** THE RECORDS follows **

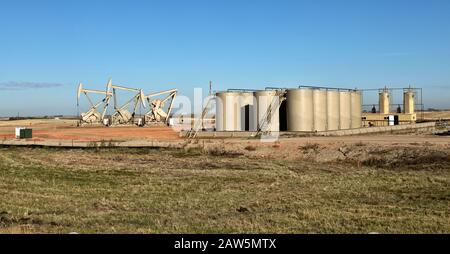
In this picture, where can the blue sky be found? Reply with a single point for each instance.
(47, 47)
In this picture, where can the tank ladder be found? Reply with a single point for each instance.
(273, 107)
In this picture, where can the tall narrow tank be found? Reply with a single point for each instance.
(268, 116)
(384, 102)
(408, 101)
(228, 115)
(300, 109)
(320, 110)
(345, 109)
(333, 112)
(248, 114)
(356, 105)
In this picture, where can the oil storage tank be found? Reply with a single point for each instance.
(345, 115)
(356, 108)
(228, 114)
(408, 101)
(384, 101)
(320, 110)
(300, 109)
(248, 112)
(267, 110)
(333, 112)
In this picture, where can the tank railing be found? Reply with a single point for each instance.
(277, 88)
(329, 88)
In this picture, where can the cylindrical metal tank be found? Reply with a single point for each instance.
(320, 110)
(268, 116)
(384, 102)
(345, 110)
(356, 105)
(333, 112)
(408, 102)
(228, 117)
(248, 114)
(300, 109)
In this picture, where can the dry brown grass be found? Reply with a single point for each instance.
(117, 190)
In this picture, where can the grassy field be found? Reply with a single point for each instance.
(175, 191)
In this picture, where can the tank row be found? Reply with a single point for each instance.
(302, 109)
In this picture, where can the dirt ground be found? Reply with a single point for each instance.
(68, 130)
(439, 115)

** End of THE RECORDS **

→ **PROBLEM TO SOLVE**:
Transcribe every entry word for word, but omit the pictures.

→ **TASK RESPONSE**:
In this picture, where can the blue sky be found? Reply with a single point for each instance.
(47, 47)
In this picture, where can the tank ladder be found? Reply with a single point for each instance.
(273, 107)
In this picture, where can the tall narrow tank be found? Reply with a single point for each instance.
(268, 116)
(384, 102)
(408, 101)
(228, 115)
(300, 109)
(320, 110)
(345, 109)
(333, 112)
(248, 114)
(356, 105)
In this picture, where can the oil storage tank be found? Reply with a single point for each instance.
(345, 115)
(356, 108)
(228, 114)
(408, 101)
(384, 101)
(320, 110)
(300, 109)
(248, 112)
(267, 110)
(333, 112)
In this picture, where can the tank railing be found? Reply with a single point for each instance.
(277, 88)
(329, 88)
In this picture, where can the cylindrical metal tank be found? Reply with a single point for each instance.
(320, 110)
(268, 116)
(384, 102)
(345, 110)
(356, 105)
(333, 112)
(408, 102)
(228, 117)
(248, 114)
(300, 109)
In this picture, where can the dry brown grass be found? Reply with a single point for each instance.
(117, 190)
In this picture, where can the grassy field be found? Reply with a single point for each instance.
(175, 191)
In this picture, where can the tank row be found? Reply with a single point for each instance.
(302, 109)
In this picture, where can the dirt ground be found? Reply with a single point for each instance.
(68, 130)
(439, 115)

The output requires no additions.